| Work order |
Set down, unchanged, the line with "<point>44,108</point>" and everything after it through the last line of the data.

━━━━━━

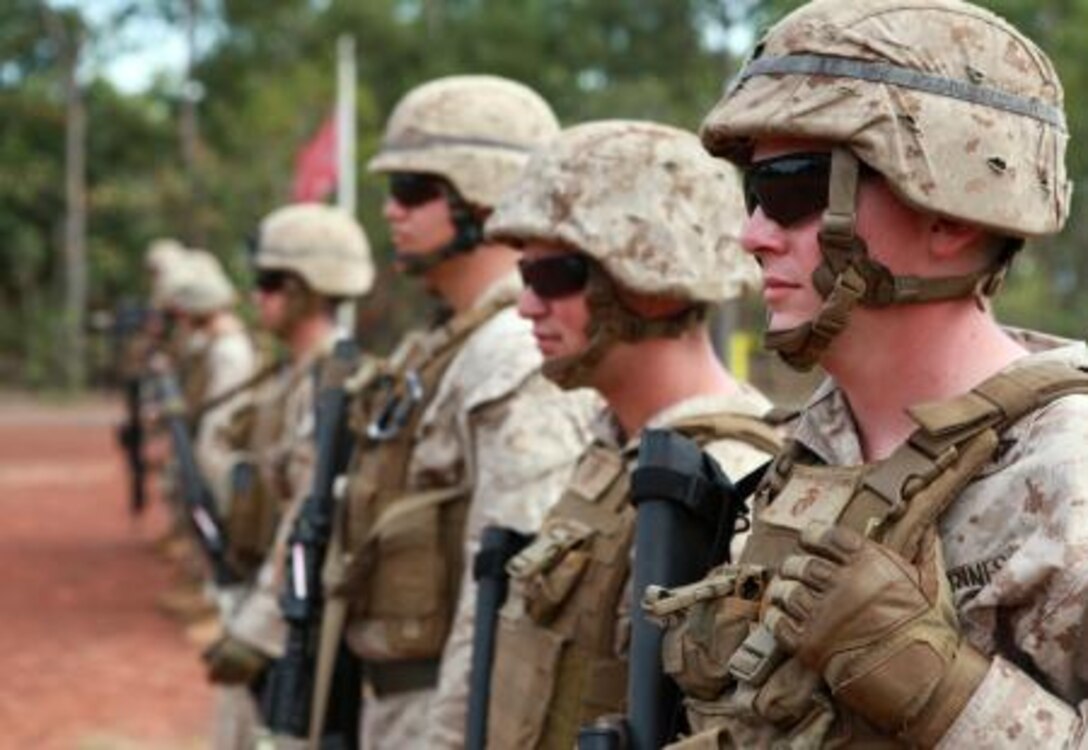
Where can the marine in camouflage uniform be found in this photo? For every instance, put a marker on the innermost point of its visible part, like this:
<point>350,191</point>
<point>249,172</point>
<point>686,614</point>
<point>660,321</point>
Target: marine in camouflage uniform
<point>458,429</point>
<point>917,570</point>
<point>629,233</point>
<point>204,298</point>
<point>309,258</point>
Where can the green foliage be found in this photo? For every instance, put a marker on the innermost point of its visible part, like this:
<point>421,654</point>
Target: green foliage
<point>267,73</point>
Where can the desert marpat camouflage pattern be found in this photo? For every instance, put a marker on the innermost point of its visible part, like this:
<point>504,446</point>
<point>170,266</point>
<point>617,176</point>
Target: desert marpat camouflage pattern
<point>520,701</point>
<point>230,360</point>
<point>476,131</point>
<point>258,619</point>
<point>940,154</point>
<point>496,425</point>
<point>1022,528</point>
<point>644,199</point>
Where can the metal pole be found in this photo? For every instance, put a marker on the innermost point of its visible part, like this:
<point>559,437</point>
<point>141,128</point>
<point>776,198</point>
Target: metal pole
<point>345,123</point>
<point>345,147</point>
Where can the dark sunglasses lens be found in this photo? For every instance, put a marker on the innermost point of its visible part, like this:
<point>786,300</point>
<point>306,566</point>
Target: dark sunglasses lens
<point>789,188</point>
<point>557,277</point>
<point>413,189</point>
<point>271,281</point>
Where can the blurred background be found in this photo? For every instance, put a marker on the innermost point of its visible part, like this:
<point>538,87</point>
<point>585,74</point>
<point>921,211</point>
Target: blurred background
<point>127,120</point>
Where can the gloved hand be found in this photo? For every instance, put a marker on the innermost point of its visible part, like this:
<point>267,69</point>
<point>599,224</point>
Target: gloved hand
<point>881,631</point>
<point>231,661</point>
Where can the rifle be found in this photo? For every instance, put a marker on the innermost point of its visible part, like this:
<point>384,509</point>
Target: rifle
<point>497,545</point>
<point>288,696</point>
<point>196,498</point>
<point>688,512</point>
<point>128,321</point>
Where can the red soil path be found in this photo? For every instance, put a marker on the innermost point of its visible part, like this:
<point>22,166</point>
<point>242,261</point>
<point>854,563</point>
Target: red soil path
<point>86,660</point>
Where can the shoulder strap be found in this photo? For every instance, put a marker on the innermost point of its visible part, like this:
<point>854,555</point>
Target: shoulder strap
<point>752,430</point>
<point>246,384</point>
<point>998,402</point>
<point>955,440</point>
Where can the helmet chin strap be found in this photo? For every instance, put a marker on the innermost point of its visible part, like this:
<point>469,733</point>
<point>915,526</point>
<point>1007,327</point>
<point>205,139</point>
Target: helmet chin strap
<point>468,235</point>
<point>848,275</point>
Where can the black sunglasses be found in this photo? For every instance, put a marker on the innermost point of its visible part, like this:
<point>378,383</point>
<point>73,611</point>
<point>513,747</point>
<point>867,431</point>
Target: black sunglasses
<point>271,282</point>
<point>789,188</point>
<point>554,277</point>
<point>411,188</point>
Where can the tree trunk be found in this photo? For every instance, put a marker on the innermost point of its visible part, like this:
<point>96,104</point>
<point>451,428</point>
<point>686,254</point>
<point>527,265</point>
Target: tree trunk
<point>72,342</point>
<point>75,224</point>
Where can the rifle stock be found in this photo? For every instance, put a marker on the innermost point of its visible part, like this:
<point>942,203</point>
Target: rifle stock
<point>288,691</point>
<point>131,437</point>
<point>196,496</point>
<point>687,515</point>
<point>497,545</point>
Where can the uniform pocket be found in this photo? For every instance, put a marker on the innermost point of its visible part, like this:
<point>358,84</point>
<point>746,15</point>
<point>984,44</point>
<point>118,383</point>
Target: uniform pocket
<point>522,684</point>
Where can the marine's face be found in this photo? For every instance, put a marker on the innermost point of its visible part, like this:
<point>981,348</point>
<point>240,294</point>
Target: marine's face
<point>787,254</point>
<point>787,187</point>
<point>554,298</point>
<point>418,213</point>
<point>270,298</point>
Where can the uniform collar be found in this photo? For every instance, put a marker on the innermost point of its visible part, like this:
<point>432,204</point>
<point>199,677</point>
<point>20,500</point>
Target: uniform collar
<point>748,403</point>
<point>827,427</point>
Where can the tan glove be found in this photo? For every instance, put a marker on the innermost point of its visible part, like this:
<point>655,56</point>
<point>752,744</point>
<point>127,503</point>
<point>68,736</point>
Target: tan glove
<point>233,662</point>
<point>881,631</point>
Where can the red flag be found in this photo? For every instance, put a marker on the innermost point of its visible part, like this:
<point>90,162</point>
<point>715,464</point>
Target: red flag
<point>316,164</point>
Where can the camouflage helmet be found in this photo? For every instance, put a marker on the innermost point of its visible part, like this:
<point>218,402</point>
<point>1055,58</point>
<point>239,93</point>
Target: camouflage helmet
<point>201,285</point>
<point>323,245</point>
<point>955,108</point>
<point>162,260</point>
<point>645,200</point>
<point>474,131</point>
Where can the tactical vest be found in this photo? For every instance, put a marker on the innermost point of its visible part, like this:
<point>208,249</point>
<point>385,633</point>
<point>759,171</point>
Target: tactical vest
<point>196,376</point>
<point>556,663</point>
<point>762,698</point>
<point>402,573</point>
<point>258,492</point>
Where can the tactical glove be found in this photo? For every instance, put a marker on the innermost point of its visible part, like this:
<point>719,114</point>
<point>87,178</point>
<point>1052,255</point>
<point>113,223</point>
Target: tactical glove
<point>881,631</point>
<point>233,662</point>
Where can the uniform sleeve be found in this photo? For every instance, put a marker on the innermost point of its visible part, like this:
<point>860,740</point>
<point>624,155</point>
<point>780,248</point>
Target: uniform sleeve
<point>523,449</point>
<point>1031,612</point>
<point>258,619</point>
<point>229,365</point>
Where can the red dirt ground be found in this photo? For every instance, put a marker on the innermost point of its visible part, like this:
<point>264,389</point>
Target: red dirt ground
<point>86,660</point>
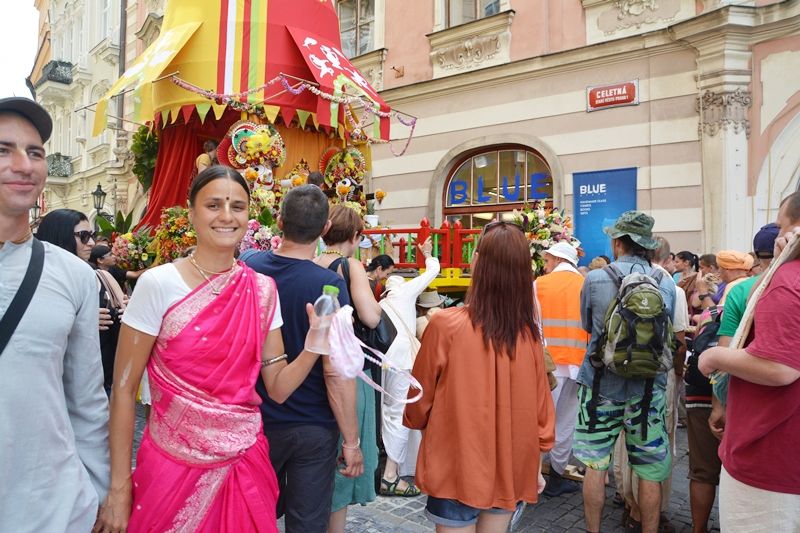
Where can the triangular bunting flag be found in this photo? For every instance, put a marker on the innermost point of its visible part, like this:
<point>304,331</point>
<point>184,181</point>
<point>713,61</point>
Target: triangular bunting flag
<point>219,109</point>
<point>302,118</point>
<point>187,113</point>
<point>288,114</point>
<point>271,111</point>
<point>202,111</point>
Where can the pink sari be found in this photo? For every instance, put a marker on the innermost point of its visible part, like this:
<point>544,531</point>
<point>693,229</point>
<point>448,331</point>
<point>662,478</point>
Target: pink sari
<point>203,464</point>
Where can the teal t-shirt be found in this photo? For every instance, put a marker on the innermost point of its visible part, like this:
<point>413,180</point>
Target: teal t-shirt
<point>735,304</point>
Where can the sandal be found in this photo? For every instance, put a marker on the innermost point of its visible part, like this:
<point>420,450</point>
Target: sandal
<point>389,488</point>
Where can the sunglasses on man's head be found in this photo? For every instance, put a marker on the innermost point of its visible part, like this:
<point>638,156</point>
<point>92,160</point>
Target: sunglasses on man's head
<point>85,235</point>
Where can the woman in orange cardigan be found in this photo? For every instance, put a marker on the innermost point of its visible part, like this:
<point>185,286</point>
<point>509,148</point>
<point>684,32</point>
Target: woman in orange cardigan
<point>487,413</point>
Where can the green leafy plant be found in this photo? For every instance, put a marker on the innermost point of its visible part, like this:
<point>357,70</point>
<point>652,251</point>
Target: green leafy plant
<point>122,224</point>
<point>144,146</point>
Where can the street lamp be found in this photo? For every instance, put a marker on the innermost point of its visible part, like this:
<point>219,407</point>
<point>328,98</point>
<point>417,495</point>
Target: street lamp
<point>99,199</point>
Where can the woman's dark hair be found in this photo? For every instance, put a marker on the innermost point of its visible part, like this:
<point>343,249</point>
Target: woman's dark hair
<point>384,261</point>
<point>345,224</point>
<point>98,252</point>
<point>500,298</point>
<point>212,173</point>
<point>690,258</point>
<point>58,228</point>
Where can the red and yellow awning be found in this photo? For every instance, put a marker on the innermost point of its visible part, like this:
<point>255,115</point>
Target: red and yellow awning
<point>236,47</point>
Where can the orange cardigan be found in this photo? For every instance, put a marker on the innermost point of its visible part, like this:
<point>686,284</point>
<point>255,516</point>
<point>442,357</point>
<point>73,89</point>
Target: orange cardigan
<point>485,417</point>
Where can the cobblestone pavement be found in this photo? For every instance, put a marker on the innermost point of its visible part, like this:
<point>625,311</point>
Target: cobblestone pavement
<point>561,514</point>
<point>557,515</point>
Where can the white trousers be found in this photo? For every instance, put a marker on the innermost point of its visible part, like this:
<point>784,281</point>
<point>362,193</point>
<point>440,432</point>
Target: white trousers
<point>394,433</point>
<point>747,509</point>
<point>565,399</point>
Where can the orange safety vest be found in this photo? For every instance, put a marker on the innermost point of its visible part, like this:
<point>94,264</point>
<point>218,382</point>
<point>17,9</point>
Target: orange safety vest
<point>559,295</point>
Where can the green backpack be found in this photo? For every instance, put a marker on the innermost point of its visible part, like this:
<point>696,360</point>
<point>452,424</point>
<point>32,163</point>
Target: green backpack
<point>637,339</point>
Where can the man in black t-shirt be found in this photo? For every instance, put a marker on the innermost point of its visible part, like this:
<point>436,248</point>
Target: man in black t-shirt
<point>303,432</point>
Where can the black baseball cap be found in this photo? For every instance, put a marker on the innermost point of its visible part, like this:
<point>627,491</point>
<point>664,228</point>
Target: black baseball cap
<point>765,240</point>
<point>32,111</point>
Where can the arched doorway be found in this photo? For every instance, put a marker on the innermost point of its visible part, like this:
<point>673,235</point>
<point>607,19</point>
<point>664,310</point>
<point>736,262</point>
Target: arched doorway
<point>492,182</point>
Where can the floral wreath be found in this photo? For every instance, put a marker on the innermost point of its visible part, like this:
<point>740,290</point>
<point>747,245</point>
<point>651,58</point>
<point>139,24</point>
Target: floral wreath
<point>254,149</point>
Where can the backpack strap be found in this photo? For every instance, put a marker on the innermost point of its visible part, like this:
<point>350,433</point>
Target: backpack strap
<point>19,304</point>
<point>647,399</point>
<point>615,274</point>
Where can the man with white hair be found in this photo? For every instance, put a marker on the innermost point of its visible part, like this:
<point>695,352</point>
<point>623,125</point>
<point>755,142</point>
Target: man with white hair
<point>558,294</point>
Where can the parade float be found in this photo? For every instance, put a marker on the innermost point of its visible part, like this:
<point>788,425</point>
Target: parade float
<point>268,82</point>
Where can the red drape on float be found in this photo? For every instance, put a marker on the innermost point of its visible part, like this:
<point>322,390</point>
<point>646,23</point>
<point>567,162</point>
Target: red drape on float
<point>180,144</point>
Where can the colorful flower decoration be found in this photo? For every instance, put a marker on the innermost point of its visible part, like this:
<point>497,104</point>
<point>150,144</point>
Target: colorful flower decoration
<point>174,235</point>
<point>133,249</point>
<point>348,163</point>
<point>545,226</point>
<point>259,237</point>
<point>298,175</point>
<point>254,149</point>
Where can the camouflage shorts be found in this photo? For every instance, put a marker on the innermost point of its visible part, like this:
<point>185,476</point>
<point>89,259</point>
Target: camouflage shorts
<point>649,457</point>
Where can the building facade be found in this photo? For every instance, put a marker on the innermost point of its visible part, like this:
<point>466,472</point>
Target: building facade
<point>502,92</point>
<point>80,57</point>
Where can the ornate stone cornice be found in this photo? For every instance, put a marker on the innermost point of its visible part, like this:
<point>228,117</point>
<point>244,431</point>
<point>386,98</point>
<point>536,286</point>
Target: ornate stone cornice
<point>371,65</point>
<point>482,43</point>
<point>724,110</point>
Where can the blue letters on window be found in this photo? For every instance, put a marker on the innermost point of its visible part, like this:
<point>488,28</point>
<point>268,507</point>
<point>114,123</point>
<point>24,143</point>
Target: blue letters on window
<point>458,192</point>
<point>508,196</point>
<point>539,185</point>
<point>482,197</point>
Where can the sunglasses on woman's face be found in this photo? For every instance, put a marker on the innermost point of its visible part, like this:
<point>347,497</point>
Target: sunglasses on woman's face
<point>85,236</point>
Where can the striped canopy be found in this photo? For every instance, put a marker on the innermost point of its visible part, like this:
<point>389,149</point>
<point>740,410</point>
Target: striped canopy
<point>233,47</point>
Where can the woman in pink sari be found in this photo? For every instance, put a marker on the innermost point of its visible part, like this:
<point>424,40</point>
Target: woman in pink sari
<point>205,327</point>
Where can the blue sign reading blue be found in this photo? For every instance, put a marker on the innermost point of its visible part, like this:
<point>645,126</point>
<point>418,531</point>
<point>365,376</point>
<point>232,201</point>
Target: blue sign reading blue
<point>539,188</point>
<point>599,199</point>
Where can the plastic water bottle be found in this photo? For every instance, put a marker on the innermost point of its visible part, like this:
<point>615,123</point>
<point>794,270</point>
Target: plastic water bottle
<point>325,307</point>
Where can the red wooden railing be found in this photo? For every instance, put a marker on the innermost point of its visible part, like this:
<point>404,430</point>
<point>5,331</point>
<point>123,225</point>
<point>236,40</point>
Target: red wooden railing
<point>453,245</point>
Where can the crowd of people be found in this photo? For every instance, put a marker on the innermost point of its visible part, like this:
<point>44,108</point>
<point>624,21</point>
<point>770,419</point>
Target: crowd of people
<point>250,420</point>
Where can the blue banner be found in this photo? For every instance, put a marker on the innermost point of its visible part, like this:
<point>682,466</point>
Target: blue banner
<point>599,199</point>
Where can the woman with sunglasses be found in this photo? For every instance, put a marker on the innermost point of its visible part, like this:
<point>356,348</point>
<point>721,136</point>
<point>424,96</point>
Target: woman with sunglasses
<point>487,413</point>
<point>70,230</point>
<point>341,241</point>
<point>205,327</point>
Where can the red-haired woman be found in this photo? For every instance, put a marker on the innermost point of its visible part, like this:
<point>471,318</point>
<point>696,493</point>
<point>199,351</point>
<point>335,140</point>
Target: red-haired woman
<point>487,410</point>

━━━━━━

| Exercise result |
<point>44,108</point>
<point>624,21</point>
<point>770,419</point>
Target: crowd of people
<point>250,420</point>
Where can the blue banner be found in this photo? For every instance, put a marker on the innermost point of its visible part, like this:
<point>682,466</point>
Target: blue banner
<point>599,199</point>
Where can the woman with sunglasses be found in this photo? For every instance, put a marker on the innermost point of its visible part, like this:
<point>356,348</point>
<point>721,136</point>
<point>424,96</point>
Target: woman with sunglasses
<point>487,413</point>
<point>70,230</point>
<point>341,241</point>
<point>205,327</point>
Where can the red-haired woman be found in this photo? For every instance, put a marker on the innermost point of its visible part, like this:
<point>471,318</point>
<point>696,493</point>
<point>199,351</point>
<point>335,140</point>
Target: red-haired woman
<point>487,410</point>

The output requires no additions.